───── DATA EXTRACT ─────

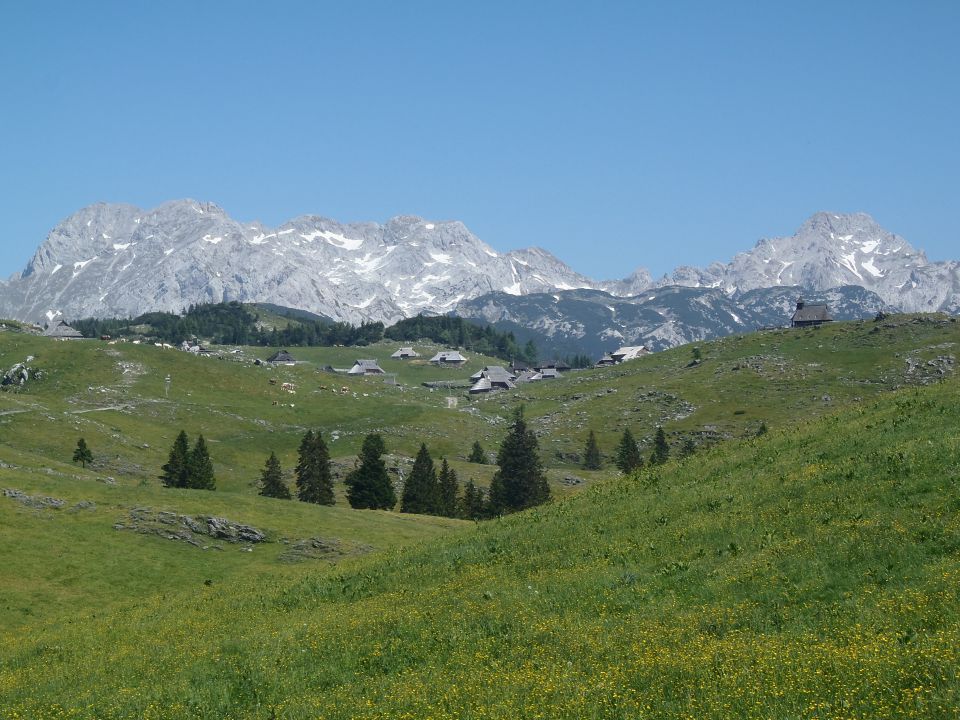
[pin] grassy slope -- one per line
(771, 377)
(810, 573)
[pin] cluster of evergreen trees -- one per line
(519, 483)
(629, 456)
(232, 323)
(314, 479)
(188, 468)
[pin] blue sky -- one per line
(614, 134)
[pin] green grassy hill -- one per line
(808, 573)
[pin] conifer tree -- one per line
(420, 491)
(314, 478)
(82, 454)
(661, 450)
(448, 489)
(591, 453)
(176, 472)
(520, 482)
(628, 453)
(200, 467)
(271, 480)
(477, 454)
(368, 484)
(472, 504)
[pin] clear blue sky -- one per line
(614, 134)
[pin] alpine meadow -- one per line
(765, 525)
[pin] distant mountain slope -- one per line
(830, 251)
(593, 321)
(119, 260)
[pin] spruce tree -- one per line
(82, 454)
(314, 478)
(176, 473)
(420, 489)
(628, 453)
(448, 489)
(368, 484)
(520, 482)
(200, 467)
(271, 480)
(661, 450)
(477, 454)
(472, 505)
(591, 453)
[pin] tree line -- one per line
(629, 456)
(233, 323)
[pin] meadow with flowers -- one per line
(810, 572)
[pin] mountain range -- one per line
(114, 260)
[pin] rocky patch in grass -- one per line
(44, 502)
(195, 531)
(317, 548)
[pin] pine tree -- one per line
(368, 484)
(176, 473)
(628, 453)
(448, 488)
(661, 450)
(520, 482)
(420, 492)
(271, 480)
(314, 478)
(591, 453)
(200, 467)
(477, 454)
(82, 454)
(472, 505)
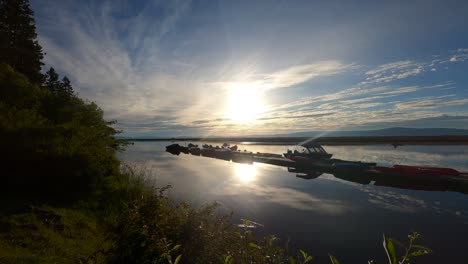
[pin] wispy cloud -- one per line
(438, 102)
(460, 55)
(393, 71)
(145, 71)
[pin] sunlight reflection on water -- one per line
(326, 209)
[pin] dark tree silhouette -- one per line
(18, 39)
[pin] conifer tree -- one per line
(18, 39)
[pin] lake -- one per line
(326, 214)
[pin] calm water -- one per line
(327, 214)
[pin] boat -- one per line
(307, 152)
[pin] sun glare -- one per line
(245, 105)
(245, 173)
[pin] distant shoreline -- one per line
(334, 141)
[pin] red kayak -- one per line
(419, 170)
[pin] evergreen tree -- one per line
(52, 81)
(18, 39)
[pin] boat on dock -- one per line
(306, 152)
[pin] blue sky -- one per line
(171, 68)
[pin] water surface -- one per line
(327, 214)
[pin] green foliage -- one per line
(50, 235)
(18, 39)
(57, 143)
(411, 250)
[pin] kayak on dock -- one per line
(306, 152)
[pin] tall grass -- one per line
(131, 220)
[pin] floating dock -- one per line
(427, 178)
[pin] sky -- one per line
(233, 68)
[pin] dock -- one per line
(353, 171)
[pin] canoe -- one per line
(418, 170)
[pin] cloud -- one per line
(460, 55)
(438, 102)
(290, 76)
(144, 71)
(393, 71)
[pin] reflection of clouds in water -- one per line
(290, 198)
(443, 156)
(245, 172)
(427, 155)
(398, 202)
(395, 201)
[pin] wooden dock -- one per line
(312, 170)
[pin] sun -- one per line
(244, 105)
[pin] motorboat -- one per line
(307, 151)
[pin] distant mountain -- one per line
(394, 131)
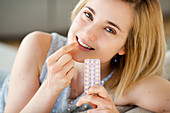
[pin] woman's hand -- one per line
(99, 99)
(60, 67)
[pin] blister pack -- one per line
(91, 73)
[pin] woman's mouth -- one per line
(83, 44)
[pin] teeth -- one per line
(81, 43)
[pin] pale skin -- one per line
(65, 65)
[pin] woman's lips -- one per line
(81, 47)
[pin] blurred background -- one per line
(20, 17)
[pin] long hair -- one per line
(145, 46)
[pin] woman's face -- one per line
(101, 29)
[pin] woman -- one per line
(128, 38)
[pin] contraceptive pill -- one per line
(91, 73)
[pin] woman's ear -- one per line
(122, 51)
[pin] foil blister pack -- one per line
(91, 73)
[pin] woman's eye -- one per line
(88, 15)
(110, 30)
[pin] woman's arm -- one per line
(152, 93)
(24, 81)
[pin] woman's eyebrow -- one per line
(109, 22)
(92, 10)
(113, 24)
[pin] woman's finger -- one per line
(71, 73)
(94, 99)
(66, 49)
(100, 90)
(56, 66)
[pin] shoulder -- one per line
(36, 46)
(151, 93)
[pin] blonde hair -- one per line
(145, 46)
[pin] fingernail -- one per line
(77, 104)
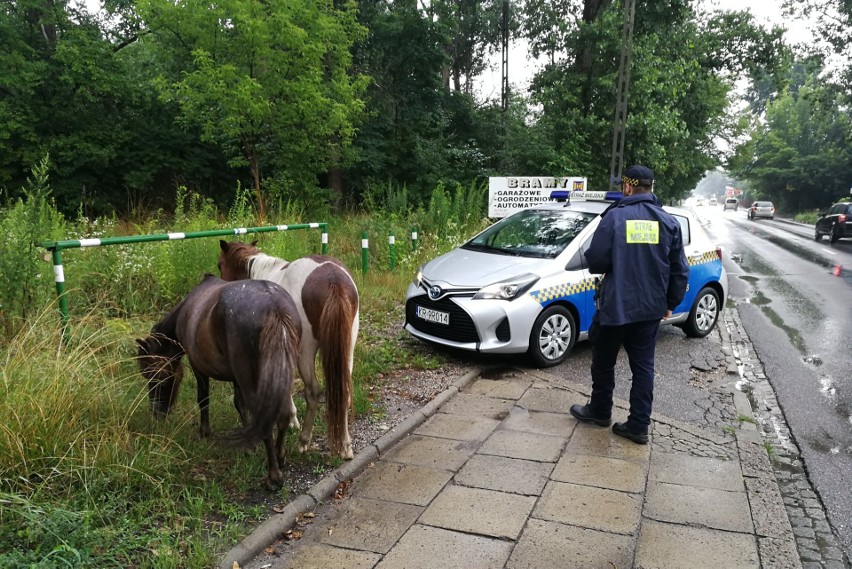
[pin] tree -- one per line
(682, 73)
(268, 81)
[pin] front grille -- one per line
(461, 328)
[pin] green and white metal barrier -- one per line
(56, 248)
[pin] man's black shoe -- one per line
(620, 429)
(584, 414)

─────
───── DATA EXTRACT ─────

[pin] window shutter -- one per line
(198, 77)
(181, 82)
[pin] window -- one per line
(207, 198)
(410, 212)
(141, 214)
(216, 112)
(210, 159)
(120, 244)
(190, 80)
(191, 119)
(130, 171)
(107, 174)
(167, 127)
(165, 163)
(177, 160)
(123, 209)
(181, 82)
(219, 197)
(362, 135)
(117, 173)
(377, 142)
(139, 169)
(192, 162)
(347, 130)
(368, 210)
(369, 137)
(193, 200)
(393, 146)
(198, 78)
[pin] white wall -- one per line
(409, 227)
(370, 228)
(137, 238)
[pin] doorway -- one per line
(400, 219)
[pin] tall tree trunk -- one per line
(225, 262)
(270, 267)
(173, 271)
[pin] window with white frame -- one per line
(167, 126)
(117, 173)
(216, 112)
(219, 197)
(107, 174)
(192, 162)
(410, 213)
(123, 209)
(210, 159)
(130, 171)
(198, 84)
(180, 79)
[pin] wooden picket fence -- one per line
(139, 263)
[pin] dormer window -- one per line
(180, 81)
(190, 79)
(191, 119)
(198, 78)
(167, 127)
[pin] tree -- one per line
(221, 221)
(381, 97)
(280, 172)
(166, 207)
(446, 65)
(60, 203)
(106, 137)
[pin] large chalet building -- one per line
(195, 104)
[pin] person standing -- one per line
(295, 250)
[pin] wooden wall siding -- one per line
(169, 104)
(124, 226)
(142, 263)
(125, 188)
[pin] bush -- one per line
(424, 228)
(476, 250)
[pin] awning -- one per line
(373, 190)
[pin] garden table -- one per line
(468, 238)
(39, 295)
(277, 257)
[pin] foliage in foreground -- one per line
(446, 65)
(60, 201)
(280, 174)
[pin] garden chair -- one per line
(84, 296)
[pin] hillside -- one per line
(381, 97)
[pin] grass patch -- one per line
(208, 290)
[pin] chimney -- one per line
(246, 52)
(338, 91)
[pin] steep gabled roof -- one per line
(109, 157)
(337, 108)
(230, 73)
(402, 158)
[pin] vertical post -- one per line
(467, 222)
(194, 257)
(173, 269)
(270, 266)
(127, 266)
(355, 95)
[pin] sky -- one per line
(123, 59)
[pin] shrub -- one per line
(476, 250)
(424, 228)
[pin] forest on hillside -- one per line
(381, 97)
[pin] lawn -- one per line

─────
───── DATA EXTRACT ─────

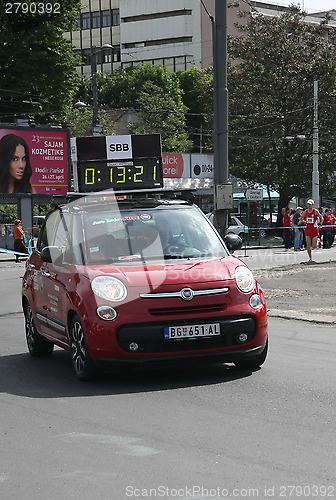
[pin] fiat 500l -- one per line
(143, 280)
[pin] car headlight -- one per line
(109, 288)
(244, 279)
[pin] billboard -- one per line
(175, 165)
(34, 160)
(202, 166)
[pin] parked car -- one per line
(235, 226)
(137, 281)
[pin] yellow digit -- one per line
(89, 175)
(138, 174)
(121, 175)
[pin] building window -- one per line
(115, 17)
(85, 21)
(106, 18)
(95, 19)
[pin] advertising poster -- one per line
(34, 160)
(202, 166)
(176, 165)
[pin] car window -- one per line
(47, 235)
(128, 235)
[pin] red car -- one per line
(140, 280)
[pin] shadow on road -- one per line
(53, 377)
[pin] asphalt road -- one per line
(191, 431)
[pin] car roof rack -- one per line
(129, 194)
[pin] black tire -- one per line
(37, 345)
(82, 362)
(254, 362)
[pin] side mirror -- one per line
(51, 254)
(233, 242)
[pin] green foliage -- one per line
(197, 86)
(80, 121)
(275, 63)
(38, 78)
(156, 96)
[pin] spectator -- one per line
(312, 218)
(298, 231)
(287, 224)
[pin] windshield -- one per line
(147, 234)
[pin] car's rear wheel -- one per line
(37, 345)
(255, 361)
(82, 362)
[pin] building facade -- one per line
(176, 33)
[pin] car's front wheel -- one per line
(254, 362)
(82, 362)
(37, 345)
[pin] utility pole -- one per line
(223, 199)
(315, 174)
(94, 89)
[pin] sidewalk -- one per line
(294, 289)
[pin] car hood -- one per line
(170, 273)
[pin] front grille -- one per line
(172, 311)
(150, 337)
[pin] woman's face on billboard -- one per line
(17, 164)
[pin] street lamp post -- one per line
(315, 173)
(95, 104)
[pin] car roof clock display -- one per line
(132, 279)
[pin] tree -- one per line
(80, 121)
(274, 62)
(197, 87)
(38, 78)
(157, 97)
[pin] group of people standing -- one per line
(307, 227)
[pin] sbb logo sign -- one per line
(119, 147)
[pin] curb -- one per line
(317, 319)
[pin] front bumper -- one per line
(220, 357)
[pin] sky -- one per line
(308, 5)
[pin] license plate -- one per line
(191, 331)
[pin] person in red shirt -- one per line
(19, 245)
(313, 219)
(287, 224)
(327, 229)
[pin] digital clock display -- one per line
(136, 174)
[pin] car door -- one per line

─────

◆ TASK DETAILS: Gather every line above that contains the string "patch" and copy each one in full.

◆ RIGHT ANSWER:
[pin] rocky patch in grass -- one per line
[pin] grass patch -- one per line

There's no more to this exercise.